__EXERCISE AIM__
Render the lines of the records as a numbered list, skipping blank lines and leaving out the pictures, starting at the first line of the records and stopping after the line that contains "[[[76,25],[79,26],[79,20],[76,21]]]".

__MATERIAL TO PROCESS__
^^^^^^^^

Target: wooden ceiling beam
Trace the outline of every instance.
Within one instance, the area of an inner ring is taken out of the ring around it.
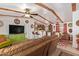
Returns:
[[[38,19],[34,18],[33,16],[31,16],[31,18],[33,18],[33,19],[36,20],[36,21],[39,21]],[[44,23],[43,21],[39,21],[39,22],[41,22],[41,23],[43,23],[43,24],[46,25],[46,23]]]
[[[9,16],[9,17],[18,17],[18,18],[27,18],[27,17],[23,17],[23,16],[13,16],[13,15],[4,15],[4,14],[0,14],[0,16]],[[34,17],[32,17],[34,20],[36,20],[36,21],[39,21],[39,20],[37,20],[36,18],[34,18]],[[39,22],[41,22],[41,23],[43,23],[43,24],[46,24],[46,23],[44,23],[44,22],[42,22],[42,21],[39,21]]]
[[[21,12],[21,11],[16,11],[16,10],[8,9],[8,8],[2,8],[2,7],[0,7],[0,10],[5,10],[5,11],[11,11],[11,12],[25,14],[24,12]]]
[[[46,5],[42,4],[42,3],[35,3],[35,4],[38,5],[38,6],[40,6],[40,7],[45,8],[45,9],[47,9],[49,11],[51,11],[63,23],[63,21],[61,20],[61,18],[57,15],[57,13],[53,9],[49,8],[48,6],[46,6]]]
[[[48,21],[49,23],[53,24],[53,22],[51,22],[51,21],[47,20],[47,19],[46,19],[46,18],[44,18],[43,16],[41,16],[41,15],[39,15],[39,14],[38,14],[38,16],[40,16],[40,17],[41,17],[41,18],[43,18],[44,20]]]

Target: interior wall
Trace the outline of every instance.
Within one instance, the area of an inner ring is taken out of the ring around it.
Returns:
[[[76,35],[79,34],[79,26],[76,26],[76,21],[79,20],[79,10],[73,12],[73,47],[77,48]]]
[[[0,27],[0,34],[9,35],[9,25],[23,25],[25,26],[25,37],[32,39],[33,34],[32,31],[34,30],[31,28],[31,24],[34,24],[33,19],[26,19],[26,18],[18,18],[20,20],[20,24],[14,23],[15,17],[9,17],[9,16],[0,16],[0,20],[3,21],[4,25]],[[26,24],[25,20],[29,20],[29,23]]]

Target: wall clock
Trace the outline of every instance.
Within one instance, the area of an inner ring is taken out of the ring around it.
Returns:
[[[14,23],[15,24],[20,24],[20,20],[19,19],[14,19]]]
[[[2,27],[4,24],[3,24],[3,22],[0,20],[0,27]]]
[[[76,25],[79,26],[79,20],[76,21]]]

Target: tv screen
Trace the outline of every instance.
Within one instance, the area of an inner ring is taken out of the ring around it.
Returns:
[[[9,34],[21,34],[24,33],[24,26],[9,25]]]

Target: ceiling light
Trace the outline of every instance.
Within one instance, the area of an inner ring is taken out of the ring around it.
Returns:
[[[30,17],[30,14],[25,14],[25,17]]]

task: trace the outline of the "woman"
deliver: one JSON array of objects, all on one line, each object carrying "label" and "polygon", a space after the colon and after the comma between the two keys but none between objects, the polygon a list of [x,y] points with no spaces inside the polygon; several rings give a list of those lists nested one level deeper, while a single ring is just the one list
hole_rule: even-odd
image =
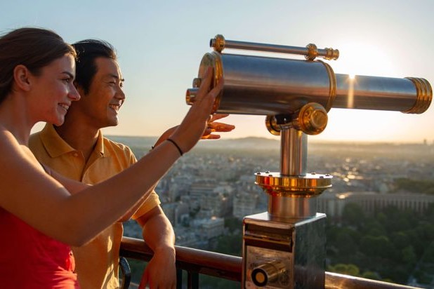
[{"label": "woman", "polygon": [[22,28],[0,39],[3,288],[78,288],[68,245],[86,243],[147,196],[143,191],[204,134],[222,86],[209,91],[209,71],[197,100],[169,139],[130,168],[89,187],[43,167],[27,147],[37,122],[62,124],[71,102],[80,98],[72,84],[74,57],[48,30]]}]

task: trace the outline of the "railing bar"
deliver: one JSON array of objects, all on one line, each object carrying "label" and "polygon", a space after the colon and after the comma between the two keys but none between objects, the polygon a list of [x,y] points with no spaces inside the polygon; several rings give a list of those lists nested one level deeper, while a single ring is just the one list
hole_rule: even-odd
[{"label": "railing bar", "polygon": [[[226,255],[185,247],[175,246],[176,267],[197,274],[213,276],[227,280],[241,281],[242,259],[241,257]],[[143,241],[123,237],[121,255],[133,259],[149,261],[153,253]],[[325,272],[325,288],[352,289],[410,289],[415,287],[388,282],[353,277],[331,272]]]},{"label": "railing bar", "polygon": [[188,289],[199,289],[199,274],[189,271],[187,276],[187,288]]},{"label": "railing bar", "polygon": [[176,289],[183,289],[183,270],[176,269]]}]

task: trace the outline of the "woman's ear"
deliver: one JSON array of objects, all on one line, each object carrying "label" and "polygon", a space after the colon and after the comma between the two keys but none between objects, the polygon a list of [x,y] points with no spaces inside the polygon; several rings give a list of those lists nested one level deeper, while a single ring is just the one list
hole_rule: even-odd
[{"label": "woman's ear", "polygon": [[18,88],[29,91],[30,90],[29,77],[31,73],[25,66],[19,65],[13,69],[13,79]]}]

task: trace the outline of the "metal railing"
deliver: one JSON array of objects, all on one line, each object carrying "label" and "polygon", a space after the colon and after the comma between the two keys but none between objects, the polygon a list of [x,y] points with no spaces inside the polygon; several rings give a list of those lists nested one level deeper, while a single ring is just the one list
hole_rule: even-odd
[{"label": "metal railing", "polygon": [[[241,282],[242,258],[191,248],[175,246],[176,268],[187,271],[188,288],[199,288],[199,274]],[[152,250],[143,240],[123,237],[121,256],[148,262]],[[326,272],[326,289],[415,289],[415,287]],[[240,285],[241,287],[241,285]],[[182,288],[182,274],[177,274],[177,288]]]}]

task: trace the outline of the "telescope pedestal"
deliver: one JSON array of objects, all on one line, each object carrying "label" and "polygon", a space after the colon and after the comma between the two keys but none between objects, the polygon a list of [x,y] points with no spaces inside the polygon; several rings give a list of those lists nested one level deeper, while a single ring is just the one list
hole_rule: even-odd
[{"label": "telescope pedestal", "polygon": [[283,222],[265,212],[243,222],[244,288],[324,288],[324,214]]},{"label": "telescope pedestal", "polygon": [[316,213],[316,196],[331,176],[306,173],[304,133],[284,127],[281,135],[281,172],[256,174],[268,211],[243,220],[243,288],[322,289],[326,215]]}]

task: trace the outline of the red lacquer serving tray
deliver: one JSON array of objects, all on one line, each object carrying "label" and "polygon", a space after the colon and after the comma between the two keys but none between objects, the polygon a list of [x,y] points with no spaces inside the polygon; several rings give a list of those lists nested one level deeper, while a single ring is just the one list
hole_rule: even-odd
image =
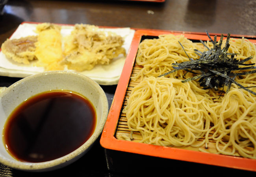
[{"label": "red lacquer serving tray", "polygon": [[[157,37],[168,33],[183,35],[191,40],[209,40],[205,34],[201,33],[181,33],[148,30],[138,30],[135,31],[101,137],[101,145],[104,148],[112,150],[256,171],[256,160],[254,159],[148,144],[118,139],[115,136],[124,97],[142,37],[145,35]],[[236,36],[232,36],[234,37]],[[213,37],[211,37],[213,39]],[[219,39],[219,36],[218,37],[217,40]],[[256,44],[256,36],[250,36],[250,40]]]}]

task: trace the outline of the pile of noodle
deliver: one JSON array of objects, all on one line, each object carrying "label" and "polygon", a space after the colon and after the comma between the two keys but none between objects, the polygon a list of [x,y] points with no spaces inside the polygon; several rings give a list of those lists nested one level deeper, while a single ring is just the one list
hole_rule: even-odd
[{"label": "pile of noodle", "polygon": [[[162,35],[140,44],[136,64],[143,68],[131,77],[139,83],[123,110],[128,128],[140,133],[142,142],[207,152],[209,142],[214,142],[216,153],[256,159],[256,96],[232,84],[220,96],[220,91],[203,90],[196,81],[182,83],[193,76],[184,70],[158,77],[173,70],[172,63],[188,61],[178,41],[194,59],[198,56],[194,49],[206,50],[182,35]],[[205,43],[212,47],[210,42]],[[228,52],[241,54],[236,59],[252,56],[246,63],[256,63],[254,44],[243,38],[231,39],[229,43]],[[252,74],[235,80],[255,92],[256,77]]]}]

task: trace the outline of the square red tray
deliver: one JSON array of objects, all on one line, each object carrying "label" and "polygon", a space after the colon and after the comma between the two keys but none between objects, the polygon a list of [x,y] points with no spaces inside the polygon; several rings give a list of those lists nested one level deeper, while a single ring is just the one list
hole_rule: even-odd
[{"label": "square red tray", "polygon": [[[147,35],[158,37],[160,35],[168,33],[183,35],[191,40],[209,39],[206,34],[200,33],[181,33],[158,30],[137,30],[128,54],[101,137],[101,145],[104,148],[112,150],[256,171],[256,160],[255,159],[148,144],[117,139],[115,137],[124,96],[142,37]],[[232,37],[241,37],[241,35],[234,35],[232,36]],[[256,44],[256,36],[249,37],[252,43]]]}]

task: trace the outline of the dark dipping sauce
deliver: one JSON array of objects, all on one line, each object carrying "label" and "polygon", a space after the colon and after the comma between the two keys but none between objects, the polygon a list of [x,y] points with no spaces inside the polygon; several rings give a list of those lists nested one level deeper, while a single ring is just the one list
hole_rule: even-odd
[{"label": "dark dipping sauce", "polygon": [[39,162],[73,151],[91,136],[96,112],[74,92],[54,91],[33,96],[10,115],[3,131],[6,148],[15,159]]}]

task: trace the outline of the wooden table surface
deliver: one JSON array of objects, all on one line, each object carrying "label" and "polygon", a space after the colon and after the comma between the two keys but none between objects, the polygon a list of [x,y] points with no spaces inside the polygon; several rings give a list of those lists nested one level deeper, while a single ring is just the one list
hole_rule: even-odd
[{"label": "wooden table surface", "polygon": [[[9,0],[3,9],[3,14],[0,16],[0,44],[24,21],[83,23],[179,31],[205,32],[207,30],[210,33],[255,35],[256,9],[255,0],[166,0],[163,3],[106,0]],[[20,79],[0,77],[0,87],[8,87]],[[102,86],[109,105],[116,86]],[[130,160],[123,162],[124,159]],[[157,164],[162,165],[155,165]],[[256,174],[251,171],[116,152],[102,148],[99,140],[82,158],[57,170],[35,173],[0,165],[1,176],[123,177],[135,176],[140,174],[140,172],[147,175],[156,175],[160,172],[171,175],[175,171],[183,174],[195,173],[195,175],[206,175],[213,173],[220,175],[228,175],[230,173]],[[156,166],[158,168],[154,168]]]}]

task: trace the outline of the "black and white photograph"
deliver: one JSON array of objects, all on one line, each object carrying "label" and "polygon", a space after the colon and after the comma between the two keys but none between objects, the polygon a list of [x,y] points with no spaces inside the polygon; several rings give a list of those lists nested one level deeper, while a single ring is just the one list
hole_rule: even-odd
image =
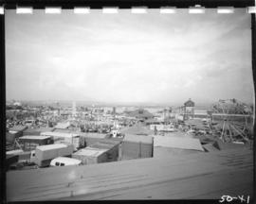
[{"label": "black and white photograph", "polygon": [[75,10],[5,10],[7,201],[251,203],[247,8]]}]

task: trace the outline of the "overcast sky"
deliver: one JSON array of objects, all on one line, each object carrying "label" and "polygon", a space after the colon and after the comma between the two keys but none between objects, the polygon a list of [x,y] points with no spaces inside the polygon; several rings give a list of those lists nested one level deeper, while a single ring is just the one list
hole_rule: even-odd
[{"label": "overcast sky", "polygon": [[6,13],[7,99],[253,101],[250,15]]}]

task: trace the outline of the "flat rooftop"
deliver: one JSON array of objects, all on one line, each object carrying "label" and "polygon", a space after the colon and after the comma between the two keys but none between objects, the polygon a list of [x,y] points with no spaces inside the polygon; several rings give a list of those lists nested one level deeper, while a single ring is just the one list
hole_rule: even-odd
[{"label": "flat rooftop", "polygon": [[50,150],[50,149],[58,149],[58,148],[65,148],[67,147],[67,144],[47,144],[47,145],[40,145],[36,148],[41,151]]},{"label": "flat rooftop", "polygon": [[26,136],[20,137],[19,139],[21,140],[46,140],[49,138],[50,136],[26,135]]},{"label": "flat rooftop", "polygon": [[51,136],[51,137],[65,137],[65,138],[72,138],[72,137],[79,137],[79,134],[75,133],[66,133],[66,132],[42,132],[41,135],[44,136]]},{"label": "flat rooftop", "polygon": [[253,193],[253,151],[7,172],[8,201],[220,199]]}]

^^^^^^^^

__SOLUTION__
1. Target: wooden ceiling beam
2. Trace the outline of every instance.
3. Within one instance, the area of an inner ring is taken out of the ring around it.
4. Returns:
5. [[[38,19],[34,18],[33,16],[31,16],[31,18],[33,18],[33,19],[36,20],[36,21],[39,21]],[[44,23],[43,21],[39,21],[39,22],[41,22],[41,23],[43,23],[43,24],[46,25],[46,23]]]
6. [[[9,16],[9,17],[18,17],[18,18],[27,18],[27,17],[23,17],[23,16],[13,16],[13,15],[4,15],[4,14],[0,14],[0,16]],[[34,17],[32,17],[34,20],[36,20],[36,21],[39,21],[39,20],[37,20],[36,18],[34,18]],[[39,22],[41,22],[41,23],[43,23],[43,24],[46,24],[46,23],[44,23],[44,22],[42,22],[42,21],[39,21]]]
7. [[[21,12],[21,11],[16,11],[16,10],[8,9],[8,8],[2,8],[2,7],[0,7],[0,10],[5,10],[5,11],[11,11],[11,12],[25,14],[24,12]]]
8. [[[46,5],[42,4],[42,3],[35,3],[35,4],[38,5],[38,6],[40,6],[40,7],[45,8],[45,9],[47,9],[49,11],[51,11],[63,23],[63,21],[61,20],[61,18],[57,15],[57,13],[53,9],[49,8],[48,6],[46,6]]]
9. [[[48,21],[49,23],[53,24],[53,22],[51,22],[51,21],[47,20],[47,19],[46,19],[46,18],[44,18],[43,16],[41,16],[41,15],[39,15],[39,14],[38,14],[38,16],[40,16],[40,17],[41,17],[41,18],[43,18],[44,20]]]
10. Target: interior wall
11. Trace the outline of every instance.
12. Within one instance, the area of an inner ring is taken out of the ring around it.
13. Returns:
14. [[[76,35],[79,34],[79,26],[76,26],[76,21],[79,20],[79,10],[73,12],[73,47],[77,48]]]
15. [[[0,27],[0,34],[9,35],[9,25],[23,25],[25,26],[25,37],[32,39],[33,34],[32,31],[34,30],[31,28],[31,24],[34,24],[33,19],[26,19],[26,18],[18,18],[20,20],[20,24],[14,23],[15,17],[9,17],[9,16],[0,16],[0,20],[3,21],[4,25]],[[26,24],[25,20],[29,20],[29,23]]]
16. Target: wall clock
17. Trace the outline of every instance.
18. Within one instance, the area of an inner ring is taken out of the ring around it.
19. Returns:
20. [[[14,23],[15,24],[20,24],[20,20],[19,19],[14,19]]]
21. [[[2,27],[4,24],[3,24],[3,22],[0,20],[0,27]]]
22. [[[76,25],[79,26],[79,20],[76,21]]]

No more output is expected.